Suppose, for example, there is a showcase consisting of galleries filled with individual images. Then, the image itself is a class, and each instance of that class can be referenced. (We can assign a unique name to each image using the NAME attribute.) Thus, it is possible to create an index of image titles by iterating over a list of nodes. A script can use this relationship, for example, to reference a image by an absolute or relative position, or it might insert or remove an image. This might be done using the NamedNodeMap object, which represents (unordered) collection of nodes that can be accessed by name.
The DOM is a platform- and language-neutral interface that will allow programs and scripts to dynamically access and update the content, structure and style of documents in a standard way. This standard interface will make scripting reliably across platforms a reality. Viable cross-platform implementations of this interface are yet to be seen.
The W3C DOM Working Group completed Level 1 in October 1998, which is now a W3C Recommendation. Work on Level 2 has started. It is being planned in Level 2 to include a style sheet object model, and define functionality for manipulating the style information attached to a document. For example, it will allow manipulation of the CSS styles attached to an HTML or XML document. It will also allow rich queries of the document and include an event model. Other levels are also planned; see the W3C Activity Statement on the DOM.

▶ _Parts of the exercise_:
A. According to the passage on the DOM, when did the W3C DOM Working Group complete Level 1?
B. For each statement, say yes or no depending on whether it agrees with the passage on the DOM, and quote the words that settle it. (i) The NamedNodeMap object represents an ordered collection of nodes. (ii) Viable cross-platform implementations of the DOM interface already exist. (iii) Level 2 is planned to include an event model.

▶ _Data provided_:
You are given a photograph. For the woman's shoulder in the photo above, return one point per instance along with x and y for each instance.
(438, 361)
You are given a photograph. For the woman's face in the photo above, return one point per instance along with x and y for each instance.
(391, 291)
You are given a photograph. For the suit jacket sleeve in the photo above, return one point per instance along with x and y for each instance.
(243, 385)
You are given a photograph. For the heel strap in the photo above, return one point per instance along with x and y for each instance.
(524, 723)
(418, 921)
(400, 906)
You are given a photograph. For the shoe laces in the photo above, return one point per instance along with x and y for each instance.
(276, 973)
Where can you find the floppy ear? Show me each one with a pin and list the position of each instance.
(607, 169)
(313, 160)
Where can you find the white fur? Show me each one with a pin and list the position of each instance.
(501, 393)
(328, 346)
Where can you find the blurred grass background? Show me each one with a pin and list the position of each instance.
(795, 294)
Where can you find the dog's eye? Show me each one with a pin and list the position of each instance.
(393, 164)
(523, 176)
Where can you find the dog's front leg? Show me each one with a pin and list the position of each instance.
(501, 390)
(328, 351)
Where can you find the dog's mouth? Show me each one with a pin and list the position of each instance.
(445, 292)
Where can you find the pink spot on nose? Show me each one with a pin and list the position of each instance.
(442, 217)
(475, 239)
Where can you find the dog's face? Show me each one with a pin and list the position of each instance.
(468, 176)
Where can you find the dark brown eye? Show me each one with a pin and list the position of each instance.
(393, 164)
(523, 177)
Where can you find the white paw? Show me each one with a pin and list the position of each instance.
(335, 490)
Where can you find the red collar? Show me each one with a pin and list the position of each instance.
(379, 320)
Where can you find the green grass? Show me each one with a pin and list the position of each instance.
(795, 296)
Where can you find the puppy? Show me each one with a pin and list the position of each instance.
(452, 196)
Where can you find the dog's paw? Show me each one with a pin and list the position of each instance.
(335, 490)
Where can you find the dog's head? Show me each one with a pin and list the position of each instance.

▶ _Exercise solutions_:
A. October 1998

B.
(i) No: "represents (unordered) collection of nodes that can be accessed by name"
(ii) No: "Viable cross-platform implementations of this interface are yet to be seen."
(iii) Yes: "It will also allow rich queries of the document and include an event model."